| Görev listesi |
a) İsrail'in Filistin'i işgaline dair köşe yazısında "Görüntüler yansıdıkça" diye başlayan paragraf, ana bilgileri korunarak daha kısa nasıl yazılır?
b) İsrail'in Filistin'i işgaline dair köşe yazısını iki cümlede nasıl özetlersin?
c) İsrail'in Filistin'i işgaline dair köşe yazısını son cümlesinden sonrasıyla sürdür.

| Gösterilen metin |
━━━━━━━━━━━━━━━━

Fikret Bila

Fikret Bila

fbila@milliyet.com.tr

Tüm Yazıları
Haberin Devamı


İsrail'in Filistin'i işgali, Şaron'un Arafat'ı sıkıştırıp onurunu kırmaya çabalaması, aç, susuz bırakması, Türk halkından büyük tepki görüyor.
Görüntüler yansıdıkça bu tepki daha da büyüyor. Teslim olmuş insanların kulaklarına sıkılan kurşunlarla yargısız infaz edilmeleri, çocukların tek kurşunla kanlar içinde yere serilmeleri, İsrail'in operasyonunu vahşete dönüştürmüş durumda...
İşin siyasi yönü bir tarafa...
İnsanlık yönü tartışma götürmeyecek bir biçimde İsrail'e, "dur" denilmesini, bu vahşetin en sert biçimde kınanmasını ve önlenmesini gerektiriyor.

━━━━━━━━━━━━━━━━

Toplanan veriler
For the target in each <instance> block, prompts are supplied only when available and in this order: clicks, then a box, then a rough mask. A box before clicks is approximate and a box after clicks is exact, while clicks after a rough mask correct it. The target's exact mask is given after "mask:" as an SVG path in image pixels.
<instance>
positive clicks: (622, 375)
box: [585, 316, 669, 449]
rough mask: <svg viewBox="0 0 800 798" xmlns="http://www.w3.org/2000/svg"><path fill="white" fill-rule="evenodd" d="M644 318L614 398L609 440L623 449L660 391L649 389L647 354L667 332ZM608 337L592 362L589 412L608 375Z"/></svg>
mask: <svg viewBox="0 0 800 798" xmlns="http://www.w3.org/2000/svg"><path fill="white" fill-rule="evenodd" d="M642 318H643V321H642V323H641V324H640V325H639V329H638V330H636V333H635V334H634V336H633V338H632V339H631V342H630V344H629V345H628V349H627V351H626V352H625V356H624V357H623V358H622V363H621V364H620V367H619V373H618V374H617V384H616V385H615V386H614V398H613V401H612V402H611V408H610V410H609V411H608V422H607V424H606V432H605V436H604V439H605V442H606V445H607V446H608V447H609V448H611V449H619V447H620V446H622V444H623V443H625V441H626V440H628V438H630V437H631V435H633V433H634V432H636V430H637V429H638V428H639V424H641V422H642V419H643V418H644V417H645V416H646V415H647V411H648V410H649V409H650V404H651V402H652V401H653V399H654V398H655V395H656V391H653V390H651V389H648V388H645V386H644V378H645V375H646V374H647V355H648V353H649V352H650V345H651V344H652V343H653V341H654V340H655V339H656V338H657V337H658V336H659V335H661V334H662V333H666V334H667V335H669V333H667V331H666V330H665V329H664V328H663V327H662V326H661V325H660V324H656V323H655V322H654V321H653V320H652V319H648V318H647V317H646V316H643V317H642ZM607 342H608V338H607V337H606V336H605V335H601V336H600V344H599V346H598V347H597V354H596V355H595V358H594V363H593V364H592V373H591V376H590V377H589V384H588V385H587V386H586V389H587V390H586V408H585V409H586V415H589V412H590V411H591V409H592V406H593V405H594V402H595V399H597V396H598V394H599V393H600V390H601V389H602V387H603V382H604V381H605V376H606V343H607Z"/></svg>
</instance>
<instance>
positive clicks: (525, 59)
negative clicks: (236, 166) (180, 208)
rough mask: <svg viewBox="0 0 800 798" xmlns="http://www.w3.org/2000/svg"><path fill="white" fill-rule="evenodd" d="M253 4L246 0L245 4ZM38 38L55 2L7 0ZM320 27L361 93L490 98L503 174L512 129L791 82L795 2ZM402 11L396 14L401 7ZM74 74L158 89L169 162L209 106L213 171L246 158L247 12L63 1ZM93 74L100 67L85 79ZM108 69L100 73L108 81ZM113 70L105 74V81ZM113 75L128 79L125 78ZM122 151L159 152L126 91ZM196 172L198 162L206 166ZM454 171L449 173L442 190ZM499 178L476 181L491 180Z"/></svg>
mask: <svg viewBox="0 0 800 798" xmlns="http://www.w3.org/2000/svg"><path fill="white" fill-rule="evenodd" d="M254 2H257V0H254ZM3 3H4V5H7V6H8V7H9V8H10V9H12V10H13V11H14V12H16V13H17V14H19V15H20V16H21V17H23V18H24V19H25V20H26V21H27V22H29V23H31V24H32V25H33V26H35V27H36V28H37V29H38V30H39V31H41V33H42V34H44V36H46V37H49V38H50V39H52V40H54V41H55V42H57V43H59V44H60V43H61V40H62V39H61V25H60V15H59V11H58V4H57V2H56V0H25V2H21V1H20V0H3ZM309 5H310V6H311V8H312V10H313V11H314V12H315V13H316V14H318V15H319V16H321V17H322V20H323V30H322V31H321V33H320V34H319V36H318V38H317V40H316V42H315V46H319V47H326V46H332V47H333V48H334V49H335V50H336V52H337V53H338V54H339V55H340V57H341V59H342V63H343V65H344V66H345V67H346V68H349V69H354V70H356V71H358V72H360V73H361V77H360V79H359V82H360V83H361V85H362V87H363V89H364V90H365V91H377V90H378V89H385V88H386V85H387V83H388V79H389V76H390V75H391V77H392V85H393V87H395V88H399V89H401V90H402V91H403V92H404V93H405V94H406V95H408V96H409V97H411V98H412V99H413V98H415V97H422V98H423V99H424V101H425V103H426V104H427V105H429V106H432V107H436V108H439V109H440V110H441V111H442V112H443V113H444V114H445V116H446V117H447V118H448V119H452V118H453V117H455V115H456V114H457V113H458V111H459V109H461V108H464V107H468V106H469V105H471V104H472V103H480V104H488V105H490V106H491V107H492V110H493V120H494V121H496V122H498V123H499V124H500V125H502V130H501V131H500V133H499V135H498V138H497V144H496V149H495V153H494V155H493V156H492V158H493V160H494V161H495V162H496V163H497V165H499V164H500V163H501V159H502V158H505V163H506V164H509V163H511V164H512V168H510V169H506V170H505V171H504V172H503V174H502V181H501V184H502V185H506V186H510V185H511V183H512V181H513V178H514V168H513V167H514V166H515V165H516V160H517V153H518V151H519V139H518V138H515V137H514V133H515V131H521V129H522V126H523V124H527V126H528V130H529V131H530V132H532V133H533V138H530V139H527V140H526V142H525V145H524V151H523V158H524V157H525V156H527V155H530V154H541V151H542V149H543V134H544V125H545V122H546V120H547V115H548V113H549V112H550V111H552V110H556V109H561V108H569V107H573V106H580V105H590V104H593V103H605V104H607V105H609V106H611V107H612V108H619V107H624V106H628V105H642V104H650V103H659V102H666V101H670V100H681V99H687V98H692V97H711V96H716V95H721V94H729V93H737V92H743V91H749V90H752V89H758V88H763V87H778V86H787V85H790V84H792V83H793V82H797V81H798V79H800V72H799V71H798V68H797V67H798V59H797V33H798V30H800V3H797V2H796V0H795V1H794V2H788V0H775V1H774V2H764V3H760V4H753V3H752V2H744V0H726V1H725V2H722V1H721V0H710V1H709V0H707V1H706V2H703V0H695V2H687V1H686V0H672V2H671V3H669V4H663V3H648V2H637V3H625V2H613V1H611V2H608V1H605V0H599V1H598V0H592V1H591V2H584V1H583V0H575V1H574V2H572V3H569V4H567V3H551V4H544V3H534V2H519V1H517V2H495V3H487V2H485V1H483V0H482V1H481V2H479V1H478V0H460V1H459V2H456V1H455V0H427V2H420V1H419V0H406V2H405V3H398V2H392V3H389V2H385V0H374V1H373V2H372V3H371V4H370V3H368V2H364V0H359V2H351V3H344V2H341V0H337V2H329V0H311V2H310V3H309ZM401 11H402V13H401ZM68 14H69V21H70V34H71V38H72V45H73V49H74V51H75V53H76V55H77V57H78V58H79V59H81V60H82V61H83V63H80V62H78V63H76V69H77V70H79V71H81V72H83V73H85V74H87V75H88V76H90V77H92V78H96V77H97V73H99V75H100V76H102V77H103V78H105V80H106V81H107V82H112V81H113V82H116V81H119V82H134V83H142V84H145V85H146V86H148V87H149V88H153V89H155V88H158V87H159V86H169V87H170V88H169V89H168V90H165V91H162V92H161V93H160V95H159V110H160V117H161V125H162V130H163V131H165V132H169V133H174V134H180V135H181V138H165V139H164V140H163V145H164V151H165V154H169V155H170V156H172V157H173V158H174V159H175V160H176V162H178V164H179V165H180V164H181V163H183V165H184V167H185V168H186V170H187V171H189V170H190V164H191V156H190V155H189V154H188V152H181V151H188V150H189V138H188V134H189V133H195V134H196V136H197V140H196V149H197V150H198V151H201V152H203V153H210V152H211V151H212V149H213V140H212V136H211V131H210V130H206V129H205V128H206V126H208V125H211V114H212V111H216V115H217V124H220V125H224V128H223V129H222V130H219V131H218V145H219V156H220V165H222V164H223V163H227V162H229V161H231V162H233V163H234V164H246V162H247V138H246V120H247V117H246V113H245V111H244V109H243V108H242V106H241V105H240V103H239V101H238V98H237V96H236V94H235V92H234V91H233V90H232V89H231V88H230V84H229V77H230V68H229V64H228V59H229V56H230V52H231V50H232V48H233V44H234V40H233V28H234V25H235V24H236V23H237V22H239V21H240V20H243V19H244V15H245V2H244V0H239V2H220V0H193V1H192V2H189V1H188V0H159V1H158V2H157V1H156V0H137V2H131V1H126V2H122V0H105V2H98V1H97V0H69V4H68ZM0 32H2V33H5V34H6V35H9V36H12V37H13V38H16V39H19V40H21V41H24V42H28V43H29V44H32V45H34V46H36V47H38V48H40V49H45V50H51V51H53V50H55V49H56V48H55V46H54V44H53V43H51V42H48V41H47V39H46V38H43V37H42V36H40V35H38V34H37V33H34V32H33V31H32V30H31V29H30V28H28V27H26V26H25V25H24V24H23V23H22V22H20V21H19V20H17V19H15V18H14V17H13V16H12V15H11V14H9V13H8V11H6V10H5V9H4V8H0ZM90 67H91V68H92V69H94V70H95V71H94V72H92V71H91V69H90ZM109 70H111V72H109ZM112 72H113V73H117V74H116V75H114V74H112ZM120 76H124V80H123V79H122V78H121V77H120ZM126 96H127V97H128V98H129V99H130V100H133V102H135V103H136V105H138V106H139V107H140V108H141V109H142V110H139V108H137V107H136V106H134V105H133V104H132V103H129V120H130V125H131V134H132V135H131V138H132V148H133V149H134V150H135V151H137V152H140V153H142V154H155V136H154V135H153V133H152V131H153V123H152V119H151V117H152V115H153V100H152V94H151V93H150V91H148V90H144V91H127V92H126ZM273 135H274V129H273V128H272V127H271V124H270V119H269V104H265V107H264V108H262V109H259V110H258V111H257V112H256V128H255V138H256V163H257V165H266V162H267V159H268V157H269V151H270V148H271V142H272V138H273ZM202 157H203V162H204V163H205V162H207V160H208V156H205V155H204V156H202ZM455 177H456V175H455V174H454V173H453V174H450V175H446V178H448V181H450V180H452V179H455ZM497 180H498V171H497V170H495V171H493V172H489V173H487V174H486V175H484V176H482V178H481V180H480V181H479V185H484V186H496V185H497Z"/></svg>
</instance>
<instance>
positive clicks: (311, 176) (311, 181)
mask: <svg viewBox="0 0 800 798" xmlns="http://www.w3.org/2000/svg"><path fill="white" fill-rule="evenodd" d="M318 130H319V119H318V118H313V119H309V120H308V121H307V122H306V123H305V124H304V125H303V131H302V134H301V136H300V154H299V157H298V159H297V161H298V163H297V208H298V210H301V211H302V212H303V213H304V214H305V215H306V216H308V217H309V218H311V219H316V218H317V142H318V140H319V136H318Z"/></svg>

━━━━━━━━━━━━━━━━

| Çözülen problemler |
a) Görüntüler yansıdıkça tepki büyüyor. Teslim olmuş insanların kulaklarına kurşun sıkılarak yargısız infaz edilmesi ve çocukların tek kurşunla öldürülmesi, İsrail'in operasyonunu vahşete dönüştürmüş durumda.

b) İsrail'in Filistin'i işgali ve Şaron'un Arafat'ı sıkıştırıp aç, susuz bırakması Türk halkından büyük tepki görüyor. Yargısız infazlar ve çocukların vurulması operasyonu vahşete dönüştürdüğünden, siyasi yönü bir yana, insanlık yönü İsrail'e "dur" denilmesini ve bu vahşetin en sert biçimde kınanıp önlenmesini gerektiriyor.

c)
Bu görüntüler kafa karışıklığına izin verecek görüntüler değil. Bu nedenle de olaya, diplomasideki, "karşılıklılık" esasıyla bakmak doğru değil. "Sen, benim insanım vahşete maruz kalırken bizi desteklemedin, ses çıkarmadın, o halde ben de şimdi senin insanlarına yapılan vahşete, istesem ses çıkarmam; ama insanlık bende kalsın, hadi çıkarıyorum" gibi bir yaklaşım yakışık almaz.
Çağdaş insan hiçbir şekilde vahşete seyirci kalamaz. Tepkisiz kalamaz. Nedeni ne olursa olsun, vahşeti yapan kim olursa olsun, vahşete uğrayan kim olursa olsun, tepki gösterilmelidir.
Elbette, biliniyor...
Arap ülkelerinin, Türkiye'nin ulusal sorunlarında gerekli ilgi ve desteği göstermedikleri. Destek bir yana çoğu kez Türkiye'nin karşısında yer tuttuklarını. Sınır komşumuz Arap ülkesinin yıllarca terör örgütünü koruyup, geliştirip Türkiye'nin üzerine saldığını...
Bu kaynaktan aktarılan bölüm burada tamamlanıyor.